- _Goal of the exercise_
In the records that follow, the lines from the one containing "Target: cursive neon lettering" to the one containing "Target: neon sign", inclusive, are to be given again exactly.

- _Given entries_
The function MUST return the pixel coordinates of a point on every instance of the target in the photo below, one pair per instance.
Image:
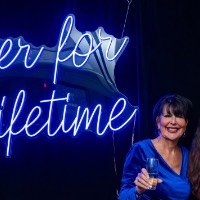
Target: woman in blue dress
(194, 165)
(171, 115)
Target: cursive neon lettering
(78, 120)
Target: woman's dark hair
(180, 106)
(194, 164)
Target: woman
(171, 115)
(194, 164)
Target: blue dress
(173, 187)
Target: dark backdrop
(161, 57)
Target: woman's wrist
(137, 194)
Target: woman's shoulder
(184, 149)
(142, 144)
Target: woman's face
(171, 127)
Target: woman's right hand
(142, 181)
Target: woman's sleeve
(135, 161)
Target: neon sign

==

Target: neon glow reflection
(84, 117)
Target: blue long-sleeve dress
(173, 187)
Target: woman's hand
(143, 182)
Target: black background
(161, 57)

---

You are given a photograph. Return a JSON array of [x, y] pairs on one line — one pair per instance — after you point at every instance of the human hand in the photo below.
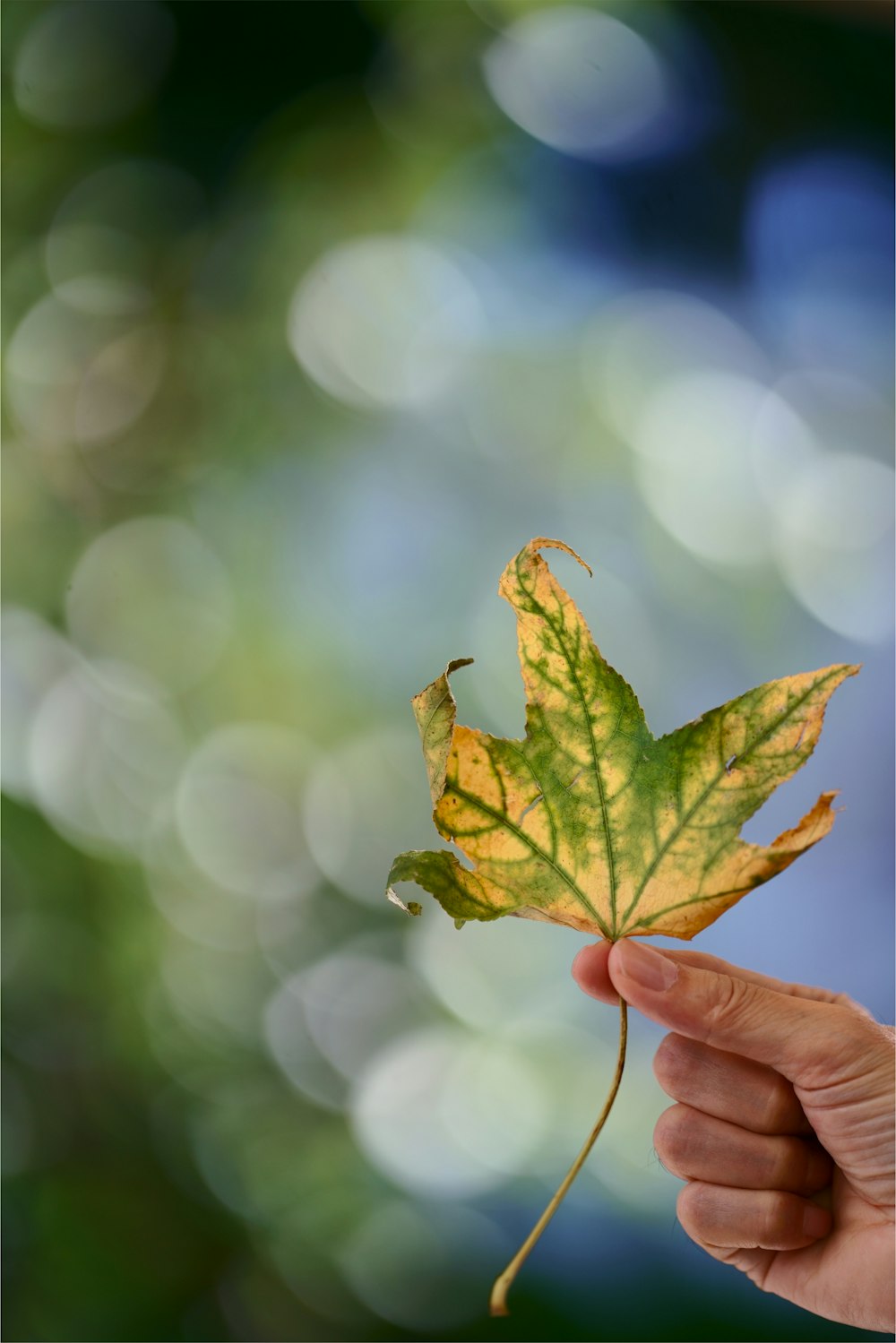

- _Solution to the problem_
Target: cursive neon lettering
(78, 120)
Target: woman's dark hair
(180, 106)
(194, 164)
Target: woman
(171, 115)
(194, 164)
Target: blue dress
(173, 187)
Target: dark backdrop
(161, 57)
Target: woman's wrist
(137, 194)
Target: woman's shoulder
(184, 149)
(142, 144)
Target: woman's face
(171, 127)
Target: woman's right hand
(142, 181)
Target: woman's sleeve
(135, 161)
Target: neon sign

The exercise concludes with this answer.